BRIEF:
Format every line of the data below as a numbered list, leaving out any blank lines.
+ + + +
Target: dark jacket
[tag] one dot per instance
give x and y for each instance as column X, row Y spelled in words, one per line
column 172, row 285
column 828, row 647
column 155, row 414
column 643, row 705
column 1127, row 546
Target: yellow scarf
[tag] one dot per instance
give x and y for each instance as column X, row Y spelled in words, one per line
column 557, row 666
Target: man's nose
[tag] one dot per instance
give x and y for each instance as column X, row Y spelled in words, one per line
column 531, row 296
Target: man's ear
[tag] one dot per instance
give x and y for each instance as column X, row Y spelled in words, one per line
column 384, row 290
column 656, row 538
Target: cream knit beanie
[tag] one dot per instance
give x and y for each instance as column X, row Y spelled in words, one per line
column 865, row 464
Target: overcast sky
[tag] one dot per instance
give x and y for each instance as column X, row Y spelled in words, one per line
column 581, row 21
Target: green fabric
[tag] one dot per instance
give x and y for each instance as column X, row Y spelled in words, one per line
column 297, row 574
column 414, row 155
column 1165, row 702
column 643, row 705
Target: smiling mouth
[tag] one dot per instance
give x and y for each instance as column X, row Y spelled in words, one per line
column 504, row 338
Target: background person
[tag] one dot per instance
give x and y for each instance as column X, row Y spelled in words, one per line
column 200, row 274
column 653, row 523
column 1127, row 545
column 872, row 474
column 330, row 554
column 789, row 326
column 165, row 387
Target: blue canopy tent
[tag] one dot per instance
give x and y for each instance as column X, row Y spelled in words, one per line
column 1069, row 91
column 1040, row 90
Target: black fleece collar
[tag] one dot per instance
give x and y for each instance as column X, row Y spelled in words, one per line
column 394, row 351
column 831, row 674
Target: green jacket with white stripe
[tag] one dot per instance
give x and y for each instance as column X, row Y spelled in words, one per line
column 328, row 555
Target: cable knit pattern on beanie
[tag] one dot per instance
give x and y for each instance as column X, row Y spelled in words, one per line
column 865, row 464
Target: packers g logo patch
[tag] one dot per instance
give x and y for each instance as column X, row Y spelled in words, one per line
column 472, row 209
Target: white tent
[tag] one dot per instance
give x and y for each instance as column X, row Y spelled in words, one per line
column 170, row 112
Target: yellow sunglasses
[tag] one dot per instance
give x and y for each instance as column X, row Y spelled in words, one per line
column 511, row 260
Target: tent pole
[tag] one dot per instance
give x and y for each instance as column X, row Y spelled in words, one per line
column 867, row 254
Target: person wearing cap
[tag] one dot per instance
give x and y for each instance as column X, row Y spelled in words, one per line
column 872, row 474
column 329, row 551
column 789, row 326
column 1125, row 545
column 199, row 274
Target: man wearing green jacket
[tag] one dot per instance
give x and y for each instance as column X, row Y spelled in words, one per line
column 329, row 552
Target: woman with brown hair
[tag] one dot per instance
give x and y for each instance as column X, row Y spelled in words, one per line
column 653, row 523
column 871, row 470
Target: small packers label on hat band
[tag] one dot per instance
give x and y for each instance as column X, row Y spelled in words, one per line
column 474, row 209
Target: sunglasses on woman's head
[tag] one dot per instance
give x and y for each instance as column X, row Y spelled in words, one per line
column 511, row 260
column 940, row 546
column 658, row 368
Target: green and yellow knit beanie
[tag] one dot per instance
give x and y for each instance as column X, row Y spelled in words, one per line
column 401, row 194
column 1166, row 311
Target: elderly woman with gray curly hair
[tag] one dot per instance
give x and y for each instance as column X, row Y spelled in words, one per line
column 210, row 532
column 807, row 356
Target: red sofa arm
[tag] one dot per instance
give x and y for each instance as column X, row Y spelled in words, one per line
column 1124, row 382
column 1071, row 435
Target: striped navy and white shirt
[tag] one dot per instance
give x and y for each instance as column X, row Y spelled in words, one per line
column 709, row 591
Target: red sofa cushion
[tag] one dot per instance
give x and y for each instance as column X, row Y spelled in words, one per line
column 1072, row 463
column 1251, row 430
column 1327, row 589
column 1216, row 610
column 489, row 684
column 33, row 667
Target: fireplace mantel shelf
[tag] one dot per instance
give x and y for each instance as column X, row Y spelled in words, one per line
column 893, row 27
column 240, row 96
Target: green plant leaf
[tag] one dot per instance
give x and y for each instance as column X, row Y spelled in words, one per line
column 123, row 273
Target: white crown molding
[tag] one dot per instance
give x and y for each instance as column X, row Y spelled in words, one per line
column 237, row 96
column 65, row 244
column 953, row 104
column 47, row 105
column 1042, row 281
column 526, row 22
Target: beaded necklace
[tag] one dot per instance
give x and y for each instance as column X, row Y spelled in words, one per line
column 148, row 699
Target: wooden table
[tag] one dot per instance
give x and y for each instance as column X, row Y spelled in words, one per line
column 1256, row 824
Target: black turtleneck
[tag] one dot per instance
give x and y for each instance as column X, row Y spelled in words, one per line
+ + + +
EXPECTED OUTPUT:
1. Target: dark jacket
2. [tag] one dot per instance
3. give x and y for each instance as column X, row Y spelled in words, one per line
4. column 172, row 285
5. column 828, row 647
6. column 155, row 414
7. column 643, row 705
8. column 1127, row 546
9. Target: yellow scarf
10. [tag] one dot per instance
11. give x and y for each instance as column X, row Y spelled in words, one per line
12. column 557, row 666
13. Target: man's nose
14. [tag] one dot per instance
15. give x and y for each instance as column X, row Y spelled in words, one per line
16. column 531, row 296
17. Target: man's ear
18. [tag] one dot per instance
19. give x and y for each instance as column X, row Y spelled in words, one per line
20. column 384, row 290
21. column 656, row 538
22. Target: cream knit beanie
23. [tag] one dot per instance
24. give x and y for each instance as column X, row Y spelled in words, one per line
25. column 865, row 464
26. Target: overcast sky
27. [tag] one dot per instance
28. give x and y for each instance as column X, row Y spelled in words, one per line
29. column 581, row 21
30. Target: green fabric
31. [tag] one dot per instance
32. give x and y for each instance as column X, row Y spelled in words, one per line
33. column 297, row 574
34. column 414, row 155
35. column 1165, row 702
36. column 643, row 705
37. Target: smiling mouth
38. [tag] one dot per instance
39. give x and y for each instance as column X, row Y spelled in words, one per line
40. column 504, row 338
41. Target: background person
42. [tag] one dot per instance
43. give x and y for each instance as column X, row Y spelled in words, one per line
44. column 200, row 274
45. column 653, row 523
46. column 1127, row 545
47. column 872, row 474
48. column 330, row 554
49. column 789, row 326
50. column 165, row 387
51. Target: blue canopy tent
52. [tag] one dot per instance
53. give x and y for each instance as column X, row Y spelled in words, one per line
54. column 1069, row 91
55. column 1040, row 90
56. Target: black fleece collar
57. [tag] one dot per instance
58. give x and y for each instance as column X, row Y spelled in words, one per line
59. column 394, row 351
60. column 831, row 674
61. Target: green jacket with white stripe
62. [tag] one dot per instance
63. give x and y for each instance as column X, row Y spelled in words, one per line
64. column 328, row 555
65. Target: cable knit pattern on beanie
66. [tag] one dot per instance
67. give x and y for each instance as column X, row Y spelled in words, one per line
68. column 865, row 464
69. Target: packers g logo patch
70. [tag] one dot per instance
71. give x and y for each instance as column X, row Y spelled in words, one per line
72. column 472, row 209
73. Target: white tent
74. [tag] one dot per instance
75. give x and y for each instance as column X, row Y spelled in words, one per line
76. column 170, row 112
77. Target: yellow sunglasses
78. [tag] one dot per instance
79. give x and y for each instance as column X, row Y spelled in words, one per line
80. column 511, row 260
81. Target: tent pole
82. [tag] one dot per instance
83. give x and y for each instance as column X, row Y spelled in words, one per line
84. column 867, row 254
85. Target: person wearing cap
86. [tag] one dot per instance
87. give x and y for each instance as column X, row Y spelled in words, one per line
88. column 872, row 474
89. column 329, row 551
90. column 789, row 326
91. column 1125, row 545
92. column 199, row 274
93. Target: man wearing green jacket
94. [tag] one dot per instance
95. give x and y for each instance as column X, row Y spelled in words, one per line
96. column 329, row 552
97. Target: woman with brown hair
98. [tag] one dot per instance
99. give x and y for each instance as column X, row Y spelled in words, one per line
100. column 653, row 523
101. column 871, row 470
102. Target: small packers label on hat band
103. [tag] one dot per instance
104. give x and y for each instance as column X, row Y spelled in words, one per line
105. column 474, row 209
106. Target: sunglasses on woman's head
107. [tag] one dot per instance
108. give x and y for each instance as column X, row Y spelled in words, one per line
109. column 511, row 260
110. column 940, row 546
111. column 658, row 368
112. Target: green and yellow knit beanie
113. [tag] one dot per instance
114. give x and y for each instance as column X, row Y spelled in words, one per line
115. column 401, row 194
116. column 1166, row 311
117. Target: elderly woman with gray curly hair
118. [tag] one dot per instance
119. give x and y for each instance as column X, row Y spelled in words, one per line
120. column 210, row 532
121. column 807, row 356
122. Target: red sofa arm
123. [tag] one dot per instance
124. give x and y for each instance as column X, row Y spelled in words, one per line
125. column 1124, row 382
126. column 1071, row 435
127. Target: striped navy and white shirt
128. [tag] one dot per instance
129. give x and y for each instance as column X, row Y spelled in words, one per line
130. column 709, row 591
131. Target: red sofa cushion
132. [tag] one dot per instance
133. give x and y for each instance as column X, row Y spelled in words, one per line
134. column 1072, row 463
135. column 1251, row 430
136. column 1327, row 589
137. column 1216, row 610
138. column 489, row 684
139. column 33, row 667
140. Target: fireplace mantel shelf
141. [tag] one dot per instance
142. give x and y for each instance as column X, row Y spelled in words, one per line
143. column 893, row 27
144. column 240, row 96
145. Target: green plant leaf
146. [tag] one dot per instance
147. give x and y for each instance as column X, row Y spelled in words, one per line
148. column 123, row 273
149. Target: white crown molding
150. [tag] one dot per instance
151. give x and y for each instance as column X, row Y spelled in words, one per line
152. column 237, row 96
153. column 65, row 244
154. column 953, row 104
155. column 47, row 105
156. column 1042, row 281
157. column 526, row 22
158. Target: beaded necklace
159. [tag] one dot per instance
160. give x and y for each instance as column X, row Y spelled in words, one per line
161. column 148, row 699
162. Target: wooden table
163. [tag] one dot per instance
164. give x and y for each instance as column X, row Y spelled in words, one per line
165. column 1256, row 824
166. Target: black turtleneck
167. [tag] one dot per instance
168. give x and y for each instance as column X, row Y spelled in words, one per line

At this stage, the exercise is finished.